[Entradas de indicação de objetos rotulados]
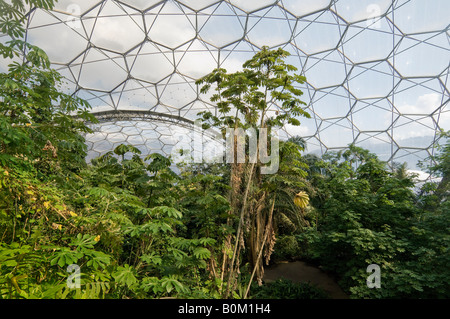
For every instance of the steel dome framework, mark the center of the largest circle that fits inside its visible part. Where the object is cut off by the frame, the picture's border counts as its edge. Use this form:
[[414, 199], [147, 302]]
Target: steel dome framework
[[377, 71]]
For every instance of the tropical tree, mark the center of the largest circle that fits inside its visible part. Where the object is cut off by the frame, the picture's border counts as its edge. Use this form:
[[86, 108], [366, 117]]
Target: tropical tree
[[246, 100]]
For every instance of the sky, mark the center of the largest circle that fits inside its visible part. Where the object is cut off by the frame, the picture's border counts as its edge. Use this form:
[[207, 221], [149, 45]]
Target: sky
[[374, 75]]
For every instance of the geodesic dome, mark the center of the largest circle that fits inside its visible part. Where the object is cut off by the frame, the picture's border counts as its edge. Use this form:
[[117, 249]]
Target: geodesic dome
[[377, 71]]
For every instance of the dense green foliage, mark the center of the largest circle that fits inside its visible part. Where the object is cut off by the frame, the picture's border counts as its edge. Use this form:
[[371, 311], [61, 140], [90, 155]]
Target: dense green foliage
[[286, 289], [138, 230]]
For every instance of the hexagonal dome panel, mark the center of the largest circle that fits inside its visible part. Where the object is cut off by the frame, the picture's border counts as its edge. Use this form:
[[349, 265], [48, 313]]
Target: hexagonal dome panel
[[377, 70]]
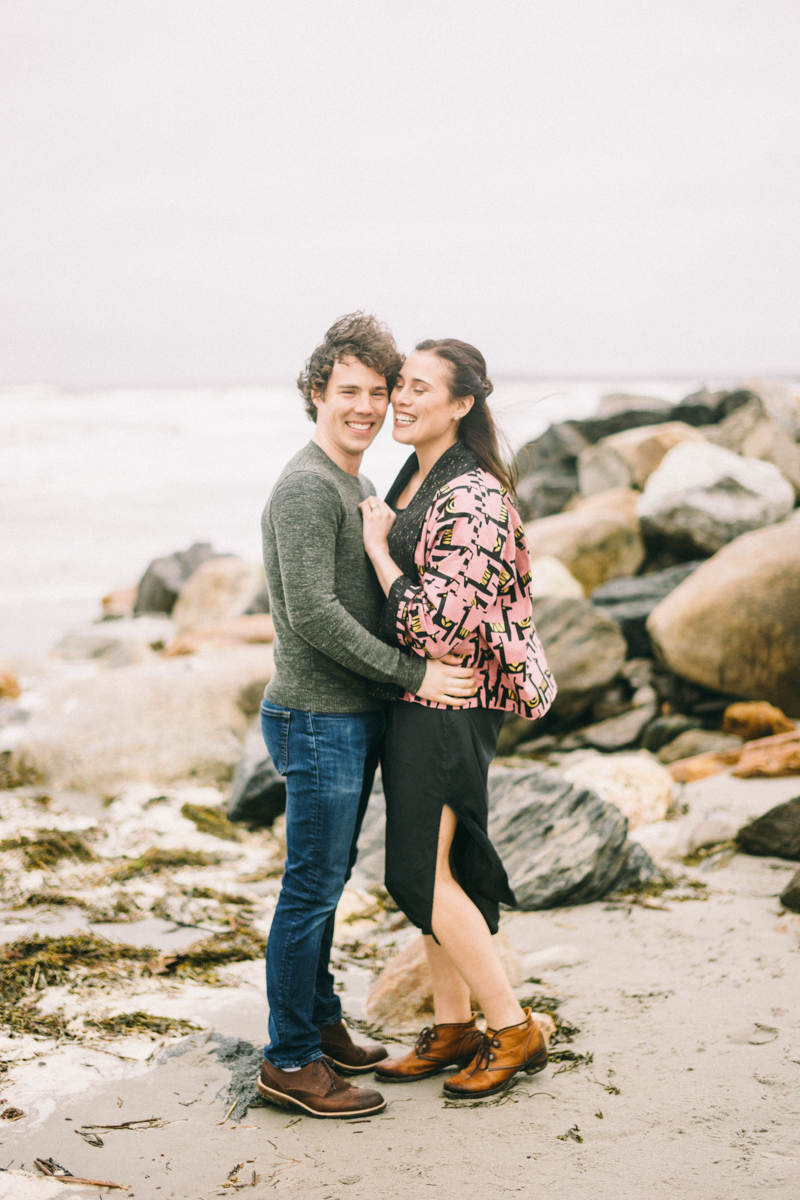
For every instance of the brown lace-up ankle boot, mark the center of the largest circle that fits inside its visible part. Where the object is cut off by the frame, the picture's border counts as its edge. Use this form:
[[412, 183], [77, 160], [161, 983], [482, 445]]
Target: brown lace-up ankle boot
[[503, 1053], [438, 1047]]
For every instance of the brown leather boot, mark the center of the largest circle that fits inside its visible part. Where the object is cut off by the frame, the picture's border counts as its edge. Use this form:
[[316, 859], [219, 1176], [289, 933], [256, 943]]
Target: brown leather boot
[[347, 1055], [501, 1055], [318, 1091], [438, 1047]]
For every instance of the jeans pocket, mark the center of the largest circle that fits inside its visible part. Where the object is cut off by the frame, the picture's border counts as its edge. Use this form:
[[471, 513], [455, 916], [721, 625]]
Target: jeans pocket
[[275, 727]]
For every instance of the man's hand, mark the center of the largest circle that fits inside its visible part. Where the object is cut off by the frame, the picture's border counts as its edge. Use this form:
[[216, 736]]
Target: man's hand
[[445, 683]]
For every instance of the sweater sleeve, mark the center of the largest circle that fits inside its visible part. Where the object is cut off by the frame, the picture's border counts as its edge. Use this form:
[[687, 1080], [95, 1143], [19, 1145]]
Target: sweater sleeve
[[461, 575], [305, 517]]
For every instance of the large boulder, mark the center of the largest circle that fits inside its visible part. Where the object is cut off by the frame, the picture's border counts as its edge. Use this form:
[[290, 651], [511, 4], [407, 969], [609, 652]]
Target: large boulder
[[637, 785], [750, 431], [594, 544], [629, 459], [776, 833], [549, 577], [584, 649], [703, 496], [734, 624], [630, 601], [161, 583], [218, 591], [161, 721], [258, 795], [559, 843]]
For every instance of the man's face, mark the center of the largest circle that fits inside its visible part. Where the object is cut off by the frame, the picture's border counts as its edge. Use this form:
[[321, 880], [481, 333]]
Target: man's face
[[354, 407]]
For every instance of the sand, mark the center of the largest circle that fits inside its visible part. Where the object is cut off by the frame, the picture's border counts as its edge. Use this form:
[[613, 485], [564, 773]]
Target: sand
[[690, 1012]]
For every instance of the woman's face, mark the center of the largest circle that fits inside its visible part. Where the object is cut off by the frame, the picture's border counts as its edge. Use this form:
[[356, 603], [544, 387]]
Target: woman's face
[[423, 409]]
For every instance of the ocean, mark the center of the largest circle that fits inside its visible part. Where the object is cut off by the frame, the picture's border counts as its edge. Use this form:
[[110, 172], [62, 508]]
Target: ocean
[[96, 484]]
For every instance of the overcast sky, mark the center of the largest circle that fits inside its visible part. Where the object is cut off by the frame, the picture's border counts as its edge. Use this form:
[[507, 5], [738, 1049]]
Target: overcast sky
[[192, 191]]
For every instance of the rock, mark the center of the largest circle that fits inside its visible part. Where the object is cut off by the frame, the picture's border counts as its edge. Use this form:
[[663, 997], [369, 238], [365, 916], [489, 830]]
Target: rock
[[560, 844], [621, 731], [666, 729], [161, 721], [619, 501], [594, 545], [629, 459], [10, 687], [116, 643], [707, 408], [163, 580], [637, 785], [747, 646], [770, 757], [701, 497], [554, 958], [751, 432], [584, 649], [245, 630], [548, 472], [630, 601], [549, 577], [752, 719], [776, 833], [258, 793], [218, 591], [695, 742], [791, 894], [120, 601], [617, 403], [401, 999], [715, 828]]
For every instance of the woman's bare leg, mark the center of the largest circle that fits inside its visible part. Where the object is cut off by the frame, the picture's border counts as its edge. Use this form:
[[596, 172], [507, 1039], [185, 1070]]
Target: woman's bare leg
[[465, 949]]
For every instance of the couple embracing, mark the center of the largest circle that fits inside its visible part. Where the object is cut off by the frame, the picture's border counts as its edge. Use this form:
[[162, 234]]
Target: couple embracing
[[403, 636]]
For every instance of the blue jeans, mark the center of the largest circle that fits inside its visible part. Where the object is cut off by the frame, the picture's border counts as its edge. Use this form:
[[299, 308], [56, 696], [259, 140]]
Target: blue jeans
[[329, 761]]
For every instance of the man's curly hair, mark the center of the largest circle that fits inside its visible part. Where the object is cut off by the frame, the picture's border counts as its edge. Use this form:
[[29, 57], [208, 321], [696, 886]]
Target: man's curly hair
[[359, 335]]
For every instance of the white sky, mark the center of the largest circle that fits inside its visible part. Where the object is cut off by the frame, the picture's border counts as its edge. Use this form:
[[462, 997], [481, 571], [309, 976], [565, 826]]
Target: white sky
[[193, 190]]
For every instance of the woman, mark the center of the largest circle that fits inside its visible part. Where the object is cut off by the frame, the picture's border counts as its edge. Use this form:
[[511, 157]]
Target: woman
[[450, 553]]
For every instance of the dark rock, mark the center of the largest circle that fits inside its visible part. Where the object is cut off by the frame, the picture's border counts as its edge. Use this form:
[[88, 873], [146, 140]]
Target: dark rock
[[666, 729], [791, 895], [630, 601], [548, 472], [620, 731], [545, 492], [161, 583], [258, 793], [776, 833], [560, 844], [584, 649]]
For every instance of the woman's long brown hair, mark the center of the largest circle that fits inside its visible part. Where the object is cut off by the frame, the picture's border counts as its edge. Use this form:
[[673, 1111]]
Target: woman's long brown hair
[[476, 430]]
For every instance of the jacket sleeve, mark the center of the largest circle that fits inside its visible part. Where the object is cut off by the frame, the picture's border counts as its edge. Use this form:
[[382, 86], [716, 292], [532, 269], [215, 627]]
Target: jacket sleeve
[[462, 570]]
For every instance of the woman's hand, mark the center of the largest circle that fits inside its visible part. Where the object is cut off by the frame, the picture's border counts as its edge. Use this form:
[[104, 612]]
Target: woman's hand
[[378, 520]]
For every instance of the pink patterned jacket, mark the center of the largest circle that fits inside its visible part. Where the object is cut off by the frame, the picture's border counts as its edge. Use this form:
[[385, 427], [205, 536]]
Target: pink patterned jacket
[[473, 595]]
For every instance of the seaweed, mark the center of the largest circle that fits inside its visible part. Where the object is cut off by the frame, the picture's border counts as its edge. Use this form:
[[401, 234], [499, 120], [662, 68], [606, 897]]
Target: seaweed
[[152, 862], [48, 847], [140, 1023], [14, 774], [211, 819]]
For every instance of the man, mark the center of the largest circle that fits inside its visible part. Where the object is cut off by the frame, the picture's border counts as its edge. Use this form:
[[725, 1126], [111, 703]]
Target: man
[[323, 723]]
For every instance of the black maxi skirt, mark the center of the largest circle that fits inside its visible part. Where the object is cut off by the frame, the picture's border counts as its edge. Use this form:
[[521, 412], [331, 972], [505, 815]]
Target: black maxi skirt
[[432, 757]]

## O que se pede:
Reproduza fielmente as linhas das entradas, do início até a linha que contém "[[286, 289], [138, 230]]", incluindo ambas as extremidades. Não inclua as imagens na resposta.

## Resolução:
For every instance of the steel dome framework, mark the center of the largest circle that fits inside its visible part. Where the object is cut off by the frame, the picture's border counts as its edge. Use this form:
[[414, 199], [147, 302]]
Target: steel dome framework
[[377, 71]]
For every instance of the tropical tree, mark the center of the largest circle that fits inside its visible part. Where the object is cut off by the frame, the picture's border counts as its edge. Use this form:
[[86, 108], [366, 117]]
Target: tropical tree
[[246, 100]]
For every instance of the sky, mark the center of the largest circle that fits inside its visible part. Where the object is cut off by the frame, the picture's border counts as its edge. Use this form:
[[207, 221], [149, 45]]
Target: sky
[[374, 75]]
For every instance of the geodesic dome, mark the center of the largest circle that fits inside its visible part. Where the object is cut off by the frame, the picture's border counts as its edge. Use this form:
[[117, 249]]
Target: geodesic dome
[[377, 71]]
For every instance of the dense green foliage, mark the center of the largest circle that fits inside its visible part. Where the object is cut off by the frame, the picture's border counts as its edge. Use this form:
[[371, 311], [61, 140], [90, 155]]
Target: dense green foliage
[[286, 289], [138, 230]]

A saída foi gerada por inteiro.